The records below must be copied in full; omit the images.

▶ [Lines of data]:
★ ★ ★ ★ ★

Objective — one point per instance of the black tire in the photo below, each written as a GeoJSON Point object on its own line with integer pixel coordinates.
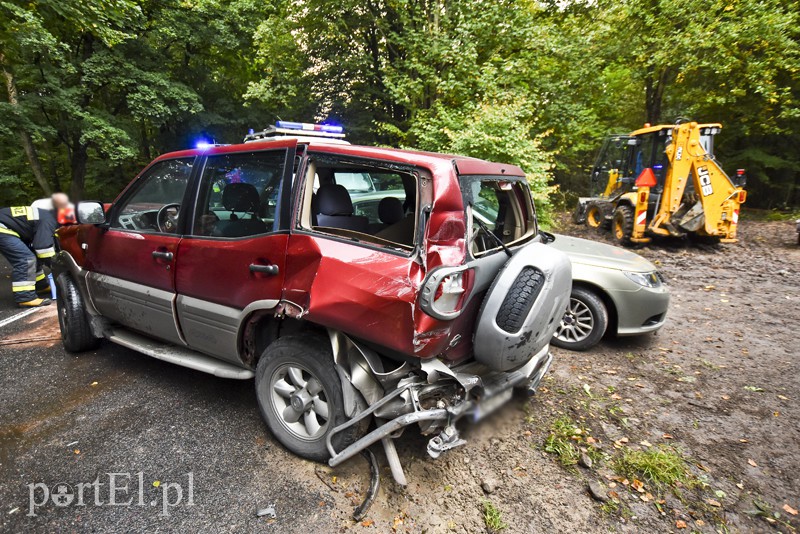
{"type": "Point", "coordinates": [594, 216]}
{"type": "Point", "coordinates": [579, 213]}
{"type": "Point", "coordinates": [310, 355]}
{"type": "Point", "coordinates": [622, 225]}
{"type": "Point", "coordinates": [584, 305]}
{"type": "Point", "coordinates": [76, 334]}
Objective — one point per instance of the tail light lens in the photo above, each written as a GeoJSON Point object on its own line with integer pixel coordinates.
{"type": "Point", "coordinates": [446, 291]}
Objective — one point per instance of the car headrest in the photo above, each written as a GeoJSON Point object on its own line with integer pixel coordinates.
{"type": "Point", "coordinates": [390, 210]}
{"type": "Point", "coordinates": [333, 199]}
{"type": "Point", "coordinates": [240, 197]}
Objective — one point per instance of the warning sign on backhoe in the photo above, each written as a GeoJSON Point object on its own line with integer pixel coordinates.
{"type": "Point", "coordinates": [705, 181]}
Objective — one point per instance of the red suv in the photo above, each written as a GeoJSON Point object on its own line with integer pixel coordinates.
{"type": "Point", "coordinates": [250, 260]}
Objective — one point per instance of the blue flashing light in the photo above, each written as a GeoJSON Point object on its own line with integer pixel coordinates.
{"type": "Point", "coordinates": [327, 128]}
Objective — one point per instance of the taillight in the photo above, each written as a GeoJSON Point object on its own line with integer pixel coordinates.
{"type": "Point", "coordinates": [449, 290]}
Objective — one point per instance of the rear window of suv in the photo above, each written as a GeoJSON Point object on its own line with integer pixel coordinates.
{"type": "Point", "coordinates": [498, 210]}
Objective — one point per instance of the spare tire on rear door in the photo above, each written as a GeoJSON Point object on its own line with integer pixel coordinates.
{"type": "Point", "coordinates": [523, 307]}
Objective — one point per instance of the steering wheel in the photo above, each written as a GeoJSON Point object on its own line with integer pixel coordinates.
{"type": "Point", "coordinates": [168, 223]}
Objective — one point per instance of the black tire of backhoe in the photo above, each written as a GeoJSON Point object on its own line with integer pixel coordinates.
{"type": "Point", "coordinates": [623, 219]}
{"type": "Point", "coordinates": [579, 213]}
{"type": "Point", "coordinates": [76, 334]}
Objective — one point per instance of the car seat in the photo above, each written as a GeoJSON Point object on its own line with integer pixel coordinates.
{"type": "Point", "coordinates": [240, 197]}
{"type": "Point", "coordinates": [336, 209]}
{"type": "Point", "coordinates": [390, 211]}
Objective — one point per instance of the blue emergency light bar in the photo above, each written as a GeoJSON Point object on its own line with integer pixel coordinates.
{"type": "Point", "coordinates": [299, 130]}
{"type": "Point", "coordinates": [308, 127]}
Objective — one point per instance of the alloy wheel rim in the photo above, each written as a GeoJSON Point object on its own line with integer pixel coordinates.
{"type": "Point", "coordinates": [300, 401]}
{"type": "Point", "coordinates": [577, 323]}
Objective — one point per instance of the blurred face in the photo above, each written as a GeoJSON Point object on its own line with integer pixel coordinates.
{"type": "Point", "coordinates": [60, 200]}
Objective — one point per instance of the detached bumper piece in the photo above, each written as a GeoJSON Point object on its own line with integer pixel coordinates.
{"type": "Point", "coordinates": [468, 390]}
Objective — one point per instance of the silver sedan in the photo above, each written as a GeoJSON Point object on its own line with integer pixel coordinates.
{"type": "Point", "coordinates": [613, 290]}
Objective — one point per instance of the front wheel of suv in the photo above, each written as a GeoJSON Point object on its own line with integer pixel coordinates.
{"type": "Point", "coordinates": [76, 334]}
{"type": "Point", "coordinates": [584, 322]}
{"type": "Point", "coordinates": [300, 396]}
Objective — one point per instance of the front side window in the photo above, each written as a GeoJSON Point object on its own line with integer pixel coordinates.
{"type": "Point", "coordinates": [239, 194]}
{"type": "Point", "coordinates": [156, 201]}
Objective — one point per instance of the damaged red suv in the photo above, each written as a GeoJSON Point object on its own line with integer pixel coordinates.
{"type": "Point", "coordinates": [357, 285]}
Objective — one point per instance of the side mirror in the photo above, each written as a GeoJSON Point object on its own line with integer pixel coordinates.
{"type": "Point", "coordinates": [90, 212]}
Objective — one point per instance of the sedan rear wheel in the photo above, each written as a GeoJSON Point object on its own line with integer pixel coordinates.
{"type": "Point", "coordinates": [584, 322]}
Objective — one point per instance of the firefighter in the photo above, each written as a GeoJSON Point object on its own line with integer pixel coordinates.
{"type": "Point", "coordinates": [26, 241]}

★ ★ ★ ★ ★

▶ [Answer]:
Objective — one point per instance of the black tire in the photo below, each written as a GeoJSON Point object on its own line with integer pixel coordinates.
{"type": "Point", "coordinates": [594, 216]}
{"type": "Point", "coordinates": [579, 213]}
{"type": "Point", "coordinates": [310, 355]}
{"type": "Point", "coordinates": [622, 225]}
{"type": "Point", "coordinates": [584, 305]}
{"type": "Point", "coordinates": [76, 334]}
Objective — one point per instance of the tail light lens in the photo above, each written as a GeoJSON Point object on its own line with integer pixel coordinates.
{"type": "Point", "coordinates": [446, 291]}
Objective — one point per instance of the car headrest in the photo above, each written as a GeoJSON Point object on its own line with integer pixel coordinates.
{"type": "Point", "coordinates": [390, 210]}
{"type": "Point", "coordinates": [333, 199]}
{"type": "Point", "coordinates": [240, 197]}
Objective — one point per instance of the warning sign on backhoe in the photo above, each written as a GeoJSON Point object on its own line with integer pixel coordinates.
{"type": "Point", "coordinates": [705, 181]}
Objective — one point per instance of the red suv in the photo above, each written as a GeoJSON Point object on its own line with integer pixel coordinates.
{"type": "Point", "coordinates": [250, 260]}
Objective — one point per instance of the blue flashing light in the photo above, each written as a GeoJSON Point object on its own line with integer pixel coordinates.
{"type": "Point", "coordinates": [327, 128]}
Objective — one point per instance of the taillight in the photo above, each written as a GeoJSON Point object on its own line with integer pixel coordinates.
{"type": "Point", "coordinates": [449, 290]}
Objective — one point per instance of the rear window of suv in the photo above, each written as a GeoJSON Point object on its own line with integer pixel coordinates.
{"type": "Point", "coordinates": [498, 210]}
Objective — one point per instance of the spare tire on rear door in the photo above, each written as a GeoJSON Point object on its own line with integer pixel coordinates.
{"type": "Point", "coordinates": [523, 307]}
Objective — one point per instance of the steering wheel in the photo above, each written as a GeoJSON Point object on its own line with integer pixel coordinates.
{"type": "Point", "coordinates": [168, 223]}
Objective — one point per instance of the black tire of backhoe in the photo above, each written as a GeoJSON Point object on its own line with integer pixel coordinates.
{"type": "Point", "coordinates": [623, 219]}
{"type": "Point", "coordinates": [579, 213]}
{"type": "Point", "coordinates": [76, 334]}
Objective — one point per instance of the car seat in the photo above, each written as a GeoJSON Point object on its own line with integer pixel coordinates.
{"type": "Point", "coordinates": [240, 197]}
{"type": "Point", "coordinates": [336, 209]}
{"type": "Point", "coordinates": [390, 211]}
Objective — one point per instance of the blue emergency light bar in the photo above, each written as a GeoJSON Point object on its own line with integer pixel coordinates.
{"type": "Point", "coordinates": [299, 130]}
{"type": "Point", "coordinates": [308, 127]}
Objective — one point per instance of the alloy wheel rim in the photo above, each written as a GeoJSON Point object on its own line with integer pixel coordinates.
{"type": "Point", "coordinates": [300, 401]}
{"type": "Point", "coordinates": [577, 323]}
Objective — one point per instance of the blurred face in the photo above, each written as a GeoJSON Point object on its own line with integer pixel coordinates.
{"type": "Point", "coordinates": [60, 200]}
Objective — one point per instance of the detached bumper piece in the photo above, each written as a GeoJSON Point object on its own line with integer pixel coordinates.
{"type": "Point", "coordinates": [468, 390]}
Objective — one point per instance of the silver sedan in the photo above, each written as a GeoJSON Point object on its own line with integer pixel coordinates.
{"type": "Point", "coordinates": [613, 290]}
Objective — one point per instance of the front wheel of suv in the photo above, each written as a GeoJSON Point object on its own line with integer pixel coordinates.
{"type": "Point", "coordinates": [76, 334]}
{"type": "Point", "coordinates": [584, 322]}
{"type": "Point", "coordinates": [300, 396]}
Objective — one point per instance of the front side window in the photo above, each written as a GeoJSON Point object on its own line with integer pixel coordinates.
{"type": "Point", "coordinates": [239, 194]}
{"type": "Point", "coordinates": [156, 201]}
Objective — one point per instance of the damaged red suv in the photo above, each written as a GeoJSON Point object on its own line with integer pixel coordinates.
{"type": "Point", "coordinates": [357, 285]}
Objective — one point per instance of the side mirror in the photo above, each written as a GeoJSON Point object on its own line with integer pixel coordinates.
{"type": "Point", "coordinates": [90, 212]}
Objective — one point per instance of the sedan rear wheel in the photo above, each written as a GeoJSON Point object on its own line with integer pixel coordinates.
{"type": "Point", "coordinates": [584, 322]}
Objective — one point per instance of the firefighter in the photo above, each written as a GeoJSON Point object on its own line with integer pixel coordinates.
{"type": "Point", "coordinates": [26, 241]}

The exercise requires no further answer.